Output each line of the material exactly as it stands.

Labeled-object pointing entries
·····

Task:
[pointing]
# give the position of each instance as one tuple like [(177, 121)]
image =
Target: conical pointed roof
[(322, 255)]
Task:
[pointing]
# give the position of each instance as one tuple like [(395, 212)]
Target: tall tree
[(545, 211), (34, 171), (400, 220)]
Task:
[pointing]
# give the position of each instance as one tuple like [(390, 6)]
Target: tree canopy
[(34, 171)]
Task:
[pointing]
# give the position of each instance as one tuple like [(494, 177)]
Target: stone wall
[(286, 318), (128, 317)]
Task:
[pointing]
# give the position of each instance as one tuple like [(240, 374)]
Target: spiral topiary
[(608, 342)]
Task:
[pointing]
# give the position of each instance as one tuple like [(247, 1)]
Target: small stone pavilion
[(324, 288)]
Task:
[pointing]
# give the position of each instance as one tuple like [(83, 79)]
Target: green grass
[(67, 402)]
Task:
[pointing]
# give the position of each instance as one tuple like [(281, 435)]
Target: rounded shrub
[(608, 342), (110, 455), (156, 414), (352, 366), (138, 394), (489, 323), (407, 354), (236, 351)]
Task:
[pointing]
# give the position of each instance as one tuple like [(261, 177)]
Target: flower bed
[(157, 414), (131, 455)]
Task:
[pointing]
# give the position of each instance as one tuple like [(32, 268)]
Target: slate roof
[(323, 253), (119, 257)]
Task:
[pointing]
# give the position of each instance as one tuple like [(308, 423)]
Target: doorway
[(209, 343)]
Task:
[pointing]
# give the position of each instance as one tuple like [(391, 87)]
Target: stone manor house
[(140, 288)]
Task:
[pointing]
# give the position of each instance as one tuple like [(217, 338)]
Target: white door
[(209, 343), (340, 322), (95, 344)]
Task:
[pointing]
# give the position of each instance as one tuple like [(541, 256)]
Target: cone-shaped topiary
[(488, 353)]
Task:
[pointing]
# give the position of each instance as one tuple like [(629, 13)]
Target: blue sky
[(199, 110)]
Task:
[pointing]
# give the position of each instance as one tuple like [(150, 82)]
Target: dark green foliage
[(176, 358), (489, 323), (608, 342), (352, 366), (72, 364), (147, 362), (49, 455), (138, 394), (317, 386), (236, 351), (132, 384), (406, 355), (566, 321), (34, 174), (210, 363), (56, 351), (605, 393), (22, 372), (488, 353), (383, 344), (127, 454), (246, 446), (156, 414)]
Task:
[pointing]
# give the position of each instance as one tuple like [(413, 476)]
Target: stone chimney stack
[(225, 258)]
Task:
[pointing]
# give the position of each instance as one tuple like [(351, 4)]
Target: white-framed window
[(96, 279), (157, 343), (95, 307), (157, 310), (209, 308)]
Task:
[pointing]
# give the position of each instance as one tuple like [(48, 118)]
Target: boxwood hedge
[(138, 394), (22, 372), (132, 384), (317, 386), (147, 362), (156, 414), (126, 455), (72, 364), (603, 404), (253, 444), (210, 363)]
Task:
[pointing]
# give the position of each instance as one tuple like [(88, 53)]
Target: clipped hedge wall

·····

● SOLUTION FOR THIS EXERCISE
Task:
[pointing]
# give the position of each instance as one tuple like [(177, 121)]
image =
Target: conical pointed roof
[(322, 255)]
Task:
[pointing]
# give the position of each instance as one tuple like [(395, 212)]
Target: tall tree
[(545, 211), (34, 171), (400, 220)]
Task:
[pointing]
# give the position of each instance as one tuple like [(390, 6)]
Target: tree canopy
[(34, 171)]
Task:
[pointing]
# give the position of each instance as one tuple like [(494, 177)]
Target: stone wall
[(286, 318), (128, 317)]
Task:
[pointing]
# give the position of each instance as one tuple like [(240, 374)]
Target: spiral topiary
[(608, 342)]
Task:
[pointing]
# give the position of each instance as one tuple like [(247, 1)]
Target: small stone pavilion
[(324, 288)]
Task:
[pointing]
# give the position of each instance as one tuple like [(83, 79)]
Target: green grass
[(67, 402)]
Task:
[pointing]
# give the position of each instance as one tuple like [(281, 435)]
Target: rounded shrub
[(608, 342), (110, 455), (156, 414), (352, 366), (138, 394), (489, 323), (407, 354), (236, 351)]
Task:
[pointing]
# give the position of each instance as one tuple like [(261, 177)]
Target: flower bed
[(157, 414), (131, 455)]
Task:
[pointing]
# give the position of each instance as one tuple like [(32, 268)]
Target: slate roof
[(323, 253), (119, 257)]
Task:
[pointing]
# give the position of each instance as one tuple like [(308, 423)]
Target: doorway
[(209, 343)]
Task:
[pointing]
# give the position of each instance as one tuple like [(391, 87)]
Target: stone manor house
[(140, 288)]
Task:
[pointing]
# give the position of each instance as one tuple like [(217, 338)]
Target: white door
[(209, 343), (340, 322), (95, 344)]
Task:
[pointing]
# give the position of each instance as one tuple like [(541, 256)]
Target: cone-shaped topiary
[(488, 353)]
Task:
[pointing]
# give the position of each instance as one tuple like [(629, 13)]
Target: blue sky
[(199, 110)]
Task:
[pointing]
# give the position of each instance as one tuple like [(150, 82)]
Target: dark green foliage
[(176, 358), (489, 323), (608, 342), (352, 366), (72, 364), (147, 362), (49, 455), (138, 394), (317, 386), (236, 351), (132, 384), (406, 355), (566, 321), (34, 174), (210, 363), (56, 351), (605, 393), (22, 372), (488, 353), (383, 344), (127, 454), (246, 446), (156, 414)]
Task:
[pointing]
# give the position of each instance as one tuple like [(413, 476)]
Target: stone chimney stack
[(225, 258)]
Task:
[pointing]
# give the position of each instance as one tuple like [(351, 4)]
Target: white-framed window
[(96, 279), (157, 343), (95, 307), (157, 310), (209, 308)]
Task:
[pointing]
# give the position of each instance as one tuple like [(48, 118)]
Target: boxwood hedge
[(138, 394), (22, 372), (132, 384), (317, 386), (147, 362), (156, 414), (126, 455), (72, 364), (603, 404), (253, 444), (210, 363)]
Task:
[pointing]
# give the position of each instance as one tuple like [(88, 53)]
Target: clipped hedge wall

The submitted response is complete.